_Exercise passage_.
--- START ---

First run executes all 5 steps. Kill the process during step 3. Restart with the same run_id. It replays from SQLite, sees steps 0-2 are done, skips them, and picks up at step 3. The migration doesn't run twice. The image doesn't get pushed twice. The load balancer doesn't get reconfigured.

Audit Logging: The Causality Chain

The event store is already your audit log. But for operational use, you want something more queryable. I add a structured logging layer that writes JSON lines with the full causality chain:

import logging
import sys


class AuditLogger:
    def __init__(self, run_id: str):
        self.run_id = run_id
        self.logger = logging.getLogger(f"agent.audit.{run_id[:8]}")
        handler = logging.StreamHandler(sys.stdout)
        handler.setFormatter(logging.Formatter("%(message)s"))
        self.logger.addHandler(handler)
        self.logger.setLevel(logging.INFO)

    def log_event(self, event: AgentEvent, context: dict[str, Any] | None = None):
        entry = {
            "ts": event.timestamp.isoformat(),
            "run_id": self.run_id,
            "event_id": event.event_id,
            "type": event.event_type.value,
            "step": event.step_index,
            "tool": event.tool_name,
            "caused_by": event.causality_parent,
            "idempotency_key": event.idempotency_key,
        }
        if context:
            entry["context"] = context
        if event.error:
            entry["error"] = event.error

        self.logger.info(json.dumps(entry))

    def trace_causality(self, event_store: EventStore, event_id: str) -> list[str]:
        """Walk backwards through the causality chain."""
        chain = []
        events = event_store.get_run_events(self.run_id)
        event_map = {e["event_id"]: e for e in events}

        current = event_id
        while current and current in event_map:
            chain.append(current)
            current = event_map[current].get("causality_parent")

        return list(reversed(chain))

When something goes wrong at 2 AM, you can pull the causality chain for the failed event and see exactly what sequence of decisions led there. No more grepping through unstructured logs trying to reconstruct what happened.

--- END ---

_What is required_. Write the next part of the text on audit logging for agent runs, picking up after its final sentence. The lines that come after this point are from a different source.

_Data excerpts_.
--- START ---

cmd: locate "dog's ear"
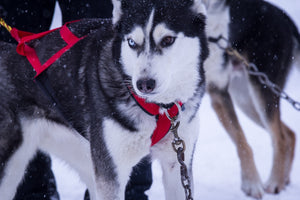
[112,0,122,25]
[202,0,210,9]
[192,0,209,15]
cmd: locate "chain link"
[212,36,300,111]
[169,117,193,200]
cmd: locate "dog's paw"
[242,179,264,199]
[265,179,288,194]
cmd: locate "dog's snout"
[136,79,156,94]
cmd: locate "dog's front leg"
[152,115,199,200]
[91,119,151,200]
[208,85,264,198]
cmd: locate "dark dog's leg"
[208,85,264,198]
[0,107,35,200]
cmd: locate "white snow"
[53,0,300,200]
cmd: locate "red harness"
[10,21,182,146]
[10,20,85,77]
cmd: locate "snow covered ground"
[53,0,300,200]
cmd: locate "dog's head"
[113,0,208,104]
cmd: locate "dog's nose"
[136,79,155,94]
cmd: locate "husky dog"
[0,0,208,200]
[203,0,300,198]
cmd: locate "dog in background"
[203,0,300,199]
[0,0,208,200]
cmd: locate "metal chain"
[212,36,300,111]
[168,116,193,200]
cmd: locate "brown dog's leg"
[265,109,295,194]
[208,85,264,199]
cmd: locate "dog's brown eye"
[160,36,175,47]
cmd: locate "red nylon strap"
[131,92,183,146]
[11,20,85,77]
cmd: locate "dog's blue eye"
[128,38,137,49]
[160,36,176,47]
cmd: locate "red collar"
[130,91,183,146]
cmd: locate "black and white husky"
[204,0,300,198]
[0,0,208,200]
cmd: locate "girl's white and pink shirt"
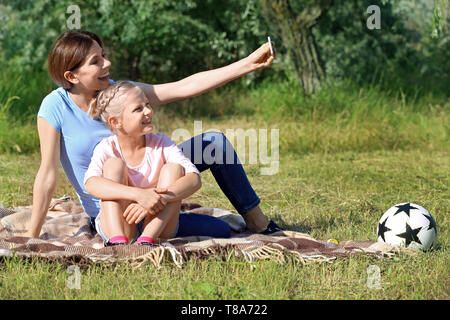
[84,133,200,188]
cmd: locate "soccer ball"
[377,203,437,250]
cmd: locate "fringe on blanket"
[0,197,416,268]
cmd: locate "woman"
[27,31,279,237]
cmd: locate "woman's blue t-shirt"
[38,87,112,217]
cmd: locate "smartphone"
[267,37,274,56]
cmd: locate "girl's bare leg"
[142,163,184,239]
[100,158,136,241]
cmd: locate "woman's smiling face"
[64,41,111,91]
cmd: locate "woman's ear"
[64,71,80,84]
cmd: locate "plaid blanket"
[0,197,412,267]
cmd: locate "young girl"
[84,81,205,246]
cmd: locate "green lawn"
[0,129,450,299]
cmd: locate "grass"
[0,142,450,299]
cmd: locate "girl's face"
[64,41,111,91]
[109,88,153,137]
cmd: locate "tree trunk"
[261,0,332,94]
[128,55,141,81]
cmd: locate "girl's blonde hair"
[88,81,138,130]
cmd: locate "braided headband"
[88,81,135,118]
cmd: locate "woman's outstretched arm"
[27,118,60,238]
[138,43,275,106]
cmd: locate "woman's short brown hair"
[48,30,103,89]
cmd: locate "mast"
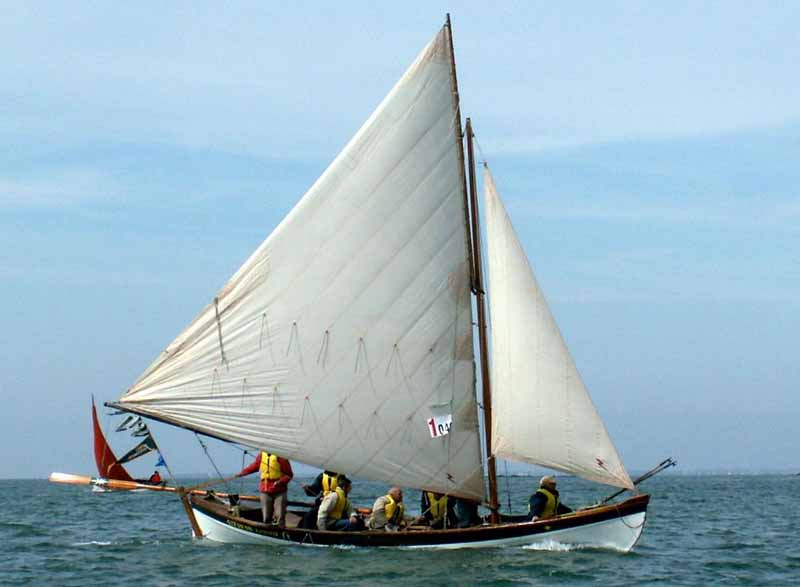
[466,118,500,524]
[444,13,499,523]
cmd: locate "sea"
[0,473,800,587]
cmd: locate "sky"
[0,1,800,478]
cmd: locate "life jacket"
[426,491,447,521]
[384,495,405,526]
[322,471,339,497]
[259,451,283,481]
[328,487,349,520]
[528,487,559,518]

--- END ---

_Result_.
What This Doesn't Solve

I want to be honest about limitations. This pattern works great for deterministic agent workflows where the plan is known upfront. If your agent is doing open-ended ReAct-style reasoning where each step depends on an LLM call that might produce different output on replay, you need additional machinery. You'd need to store the LLM responses as events too, and on replay, feed the stored responses back instead of calling the LLM again.

There's also the question of timeouts. If a tool call hangs forever and the operator kills the process, the event store shows ToolCallInitiated with no completion. Is it safe to retry? Depends on the tool. You need per-tool retry policies and possibly a "check if the last attempt actually succeeded" hook before retrying.

And distributed agents -- multiple processes, multiple machines -- that's a different beast. You'd swap SQLite for Postgres with advisory locks, or use something like Temporal which solves this problem at the orchestration layer. But for single-machine agents doing real work, this SQLite approach has been solid for me for months now.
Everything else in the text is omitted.